**GIVEN PROBLEM:**
Rewrite only the stretch from the line containing "Can you spot the wooden headboard" through the last of the lines below, keeping every line. Offset each bounding-box coordinate in the answers by adding 108.

————————

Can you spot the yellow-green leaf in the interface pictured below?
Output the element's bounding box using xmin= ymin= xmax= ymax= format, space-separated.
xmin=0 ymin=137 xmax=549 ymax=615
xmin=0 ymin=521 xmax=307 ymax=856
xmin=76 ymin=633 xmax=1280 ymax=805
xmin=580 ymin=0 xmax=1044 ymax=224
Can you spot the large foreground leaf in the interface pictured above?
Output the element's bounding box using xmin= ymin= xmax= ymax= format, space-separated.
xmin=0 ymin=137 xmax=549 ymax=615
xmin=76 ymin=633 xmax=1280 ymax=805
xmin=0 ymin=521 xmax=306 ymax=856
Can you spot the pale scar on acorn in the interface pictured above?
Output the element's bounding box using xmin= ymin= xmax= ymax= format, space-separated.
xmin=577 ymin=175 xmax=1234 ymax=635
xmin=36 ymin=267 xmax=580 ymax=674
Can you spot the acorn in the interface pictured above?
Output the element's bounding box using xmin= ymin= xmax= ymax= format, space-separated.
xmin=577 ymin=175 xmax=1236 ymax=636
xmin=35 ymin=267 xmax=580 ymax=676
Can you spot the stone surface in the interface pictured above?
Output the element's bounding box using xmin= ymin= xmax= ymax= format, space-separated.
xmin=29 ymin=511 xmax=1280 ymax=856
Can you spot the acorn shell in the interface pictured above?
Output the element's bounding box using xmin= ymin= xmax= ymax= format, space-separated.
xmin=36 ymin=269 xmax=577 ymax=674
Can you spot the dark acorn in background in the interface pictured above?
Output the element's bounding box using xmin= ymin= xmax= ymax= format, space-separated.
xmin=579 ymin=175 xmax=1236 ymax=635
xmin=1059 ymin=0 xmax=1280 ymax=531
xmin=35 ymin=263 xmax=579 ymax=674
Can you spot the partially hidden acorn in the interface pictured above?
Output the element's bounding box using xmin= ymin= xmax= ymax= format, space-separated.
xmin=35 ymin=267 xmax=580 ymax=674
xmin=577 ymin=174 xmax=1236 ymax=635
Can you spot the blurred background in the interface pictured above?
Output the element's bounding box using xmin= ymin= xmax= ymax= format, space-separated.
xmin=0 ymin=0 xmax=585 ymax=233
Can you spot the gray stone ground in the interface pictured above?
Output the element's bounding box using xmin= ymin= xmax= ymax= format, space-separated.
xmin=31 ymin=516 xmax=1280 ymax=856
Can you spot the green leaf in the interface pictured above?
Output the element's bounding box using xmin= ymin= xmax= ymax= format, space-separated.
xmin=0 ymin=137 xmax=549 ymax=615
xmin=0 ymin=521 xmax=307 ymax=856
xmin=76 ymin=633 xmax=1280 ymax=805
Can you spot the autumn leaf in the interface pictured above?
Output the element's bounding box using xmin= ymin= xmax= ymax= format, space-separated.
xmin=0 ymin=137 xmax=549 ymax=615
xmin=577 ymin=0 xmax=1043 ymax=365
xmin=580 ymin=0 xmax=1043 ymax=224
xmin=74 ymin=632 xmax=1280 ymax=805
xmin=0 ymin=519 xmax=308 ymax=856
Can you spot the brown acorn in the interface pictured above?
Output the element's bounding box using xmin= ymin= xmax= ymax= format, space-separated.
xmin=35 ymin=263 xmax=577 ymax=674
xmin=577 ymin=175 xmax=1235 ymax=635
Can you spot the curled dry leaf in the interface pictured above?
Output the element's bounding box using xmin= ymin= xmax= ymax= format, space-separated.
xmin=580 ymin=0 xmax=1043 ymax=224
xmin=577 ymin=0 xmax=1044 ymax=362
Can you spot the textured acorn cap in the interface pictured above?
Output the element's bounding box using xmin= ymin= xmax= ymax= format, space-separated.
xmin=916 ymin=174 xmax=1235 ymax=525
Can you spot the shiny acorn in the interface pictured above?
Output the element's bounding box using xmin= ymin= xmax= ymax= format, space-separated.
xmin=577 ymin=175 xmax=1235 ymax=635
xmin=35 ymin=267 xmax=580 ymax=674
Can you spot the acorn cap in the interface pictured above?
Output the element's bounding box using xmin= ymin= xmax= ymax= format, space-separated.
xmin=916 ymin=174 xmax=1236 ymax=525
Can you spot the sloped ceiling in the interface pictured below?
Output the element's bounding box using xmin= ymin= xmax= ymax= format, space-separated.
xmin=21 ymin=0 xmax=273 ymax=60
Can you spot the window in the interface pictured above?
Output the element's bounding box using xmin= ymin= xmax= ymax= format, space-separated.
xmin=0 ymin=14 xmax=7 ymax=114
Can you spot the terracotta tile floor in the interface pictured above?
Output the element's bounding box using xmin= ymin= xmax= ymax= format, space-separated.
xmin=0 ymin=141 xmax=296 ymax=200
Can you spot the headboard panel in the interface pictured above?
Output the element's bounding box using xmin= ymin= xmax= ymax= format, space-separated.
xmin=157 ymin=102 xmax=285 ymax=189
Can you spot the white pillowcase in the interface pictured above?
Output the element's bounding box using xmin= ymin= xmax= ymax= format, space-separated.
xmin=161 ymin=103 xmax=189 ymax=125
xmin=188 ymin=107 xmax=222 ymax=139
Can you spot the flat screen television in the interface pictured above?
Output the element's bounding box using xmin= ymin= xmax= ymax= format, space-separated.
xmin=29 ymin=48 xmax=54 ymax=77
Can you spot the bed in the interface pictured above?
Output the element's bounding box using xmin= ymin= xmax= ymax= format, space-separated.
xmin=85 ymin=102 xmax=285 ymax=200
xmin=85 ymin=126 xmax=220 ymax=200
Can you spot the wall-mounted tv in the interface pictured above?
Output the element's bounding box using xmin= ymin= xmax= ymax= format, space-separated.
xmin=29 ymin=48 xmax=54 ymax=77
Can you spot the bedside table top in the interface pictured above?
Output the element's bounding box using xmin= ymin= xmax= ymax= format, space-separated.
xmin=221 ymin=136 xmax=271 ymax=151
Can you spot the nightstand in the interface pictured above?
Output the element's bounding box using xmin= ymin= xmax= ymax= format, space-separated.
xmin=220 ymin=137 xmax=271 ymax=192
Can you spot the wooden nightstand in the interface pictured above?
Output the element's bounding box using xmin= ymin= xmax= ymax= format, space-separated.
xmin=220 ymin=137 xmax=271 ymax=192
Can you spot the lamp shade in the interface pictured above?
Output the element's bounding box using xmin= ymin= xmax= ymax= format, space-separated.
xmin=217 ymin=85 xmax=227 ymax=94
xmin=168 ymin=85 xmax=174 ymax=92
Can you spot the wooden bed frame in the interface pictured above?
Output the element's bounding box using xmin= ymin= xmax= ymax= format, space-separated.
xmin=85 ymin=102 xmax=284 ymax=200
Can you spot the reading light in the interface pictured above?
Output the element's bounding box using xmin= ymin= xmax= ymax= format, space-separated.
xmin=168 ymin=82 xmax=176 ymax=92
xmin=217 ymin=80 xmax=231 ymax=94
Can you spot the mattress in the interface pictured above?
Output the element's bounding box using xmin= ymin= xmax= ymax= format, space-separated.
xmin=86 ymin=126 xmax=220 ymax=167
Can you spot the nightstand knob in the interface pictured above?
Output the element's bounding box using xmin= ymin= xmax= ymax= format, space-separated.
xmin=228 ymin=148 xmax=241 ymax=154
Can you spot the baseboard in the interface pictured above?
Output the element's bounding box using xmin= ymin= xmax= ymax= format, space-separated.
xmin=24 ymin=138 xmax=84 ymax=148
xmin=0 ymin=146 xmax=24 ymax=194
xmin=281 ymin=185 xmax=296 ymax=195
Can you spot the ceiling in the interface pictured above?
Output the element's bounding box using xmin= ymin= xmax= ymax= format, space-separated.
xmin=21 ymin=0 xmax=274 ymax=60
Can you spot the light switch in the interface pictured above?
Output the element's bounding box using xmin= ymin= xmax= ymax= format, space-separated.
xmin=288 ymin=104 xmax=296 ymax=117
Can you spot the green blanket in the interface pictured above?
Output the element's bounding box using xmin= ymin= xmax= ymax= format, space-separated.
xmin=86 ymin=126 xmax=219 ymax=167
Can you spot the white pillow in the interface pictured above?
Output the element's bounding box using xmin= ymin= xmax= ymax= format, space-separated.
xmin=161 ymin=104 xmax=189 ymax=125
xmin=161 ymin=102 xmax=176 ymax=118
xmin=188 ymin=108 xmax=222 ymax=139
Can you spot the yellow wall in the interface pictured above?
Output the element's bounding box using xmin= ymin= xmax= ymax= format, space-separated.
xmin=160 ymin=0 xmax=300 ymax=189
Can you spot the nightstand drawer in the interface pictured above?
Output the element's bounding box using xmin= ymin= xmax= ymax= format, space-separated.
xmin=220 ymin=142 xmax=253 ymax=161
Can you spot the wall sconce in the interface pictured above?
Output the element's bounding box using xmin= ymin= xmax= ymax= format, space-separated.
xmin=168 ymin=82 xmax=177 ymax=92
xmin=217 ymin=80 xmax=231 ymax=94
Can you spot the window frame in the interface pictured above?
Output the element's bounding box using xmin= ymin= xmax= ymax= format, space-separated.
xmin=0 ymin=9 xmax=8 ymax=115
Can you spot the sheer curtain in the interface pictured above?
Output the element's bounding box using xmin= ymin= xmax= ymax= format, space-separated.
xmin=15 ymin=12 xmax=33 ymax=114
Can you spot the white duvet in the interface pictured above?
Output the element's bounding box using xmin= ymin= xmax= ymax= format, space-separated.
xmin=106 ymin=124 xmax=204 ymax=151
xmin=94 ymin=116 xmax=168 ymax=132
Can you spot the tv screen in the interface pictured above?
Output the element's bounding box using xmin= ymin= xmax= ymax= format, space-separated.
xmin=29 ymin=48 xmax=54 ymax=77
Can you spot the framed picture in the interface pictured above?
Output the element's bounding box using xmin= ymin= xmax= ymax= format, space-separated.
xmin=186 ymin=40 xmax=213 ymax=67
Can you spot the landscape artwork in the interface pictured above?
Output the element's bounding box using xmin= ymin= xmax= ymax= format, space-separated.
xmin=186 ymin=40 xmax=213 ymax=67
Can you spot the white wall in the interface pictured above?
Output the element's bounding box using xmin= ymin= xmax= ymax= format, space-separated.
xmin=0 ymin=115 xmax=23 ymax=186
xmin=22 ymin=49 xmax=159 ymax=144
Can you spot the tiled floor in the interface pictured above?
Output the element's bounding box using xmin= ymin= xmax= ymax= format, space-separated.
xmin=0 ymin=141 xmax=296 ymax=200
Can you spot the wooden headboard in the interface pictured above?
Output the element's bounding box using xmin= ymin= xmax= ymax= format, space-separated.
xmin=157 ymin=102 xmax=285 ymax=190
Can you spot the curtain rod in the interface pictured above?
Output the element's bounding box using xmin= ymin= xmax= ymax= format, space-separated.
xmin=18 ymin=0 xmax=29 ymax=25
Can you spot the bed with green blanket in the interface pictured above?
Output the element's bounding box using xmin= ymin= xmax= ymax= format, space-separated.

————————

**WORKED ANSWER:**
Can you spot the wooden headboard in the interface pictured above?
Output the element's bounding box using xmin= ymin= xmax= ymax= format, space-separated.
xmin=265 ymin=210 xmax=393 ymax=298
Can you spot the curtain rod in the interface pictured above?
Output the element's bounding box using xmin= ymin= xmax= ymax= format, space-separated.
xmin=126 ymin=108 xmax=137 ymax=133
Can you spot the bed with green blanket in the interface pictured above?
Output the element's bounding box using xmin= ymin= xmax= ymax= format, space-separated.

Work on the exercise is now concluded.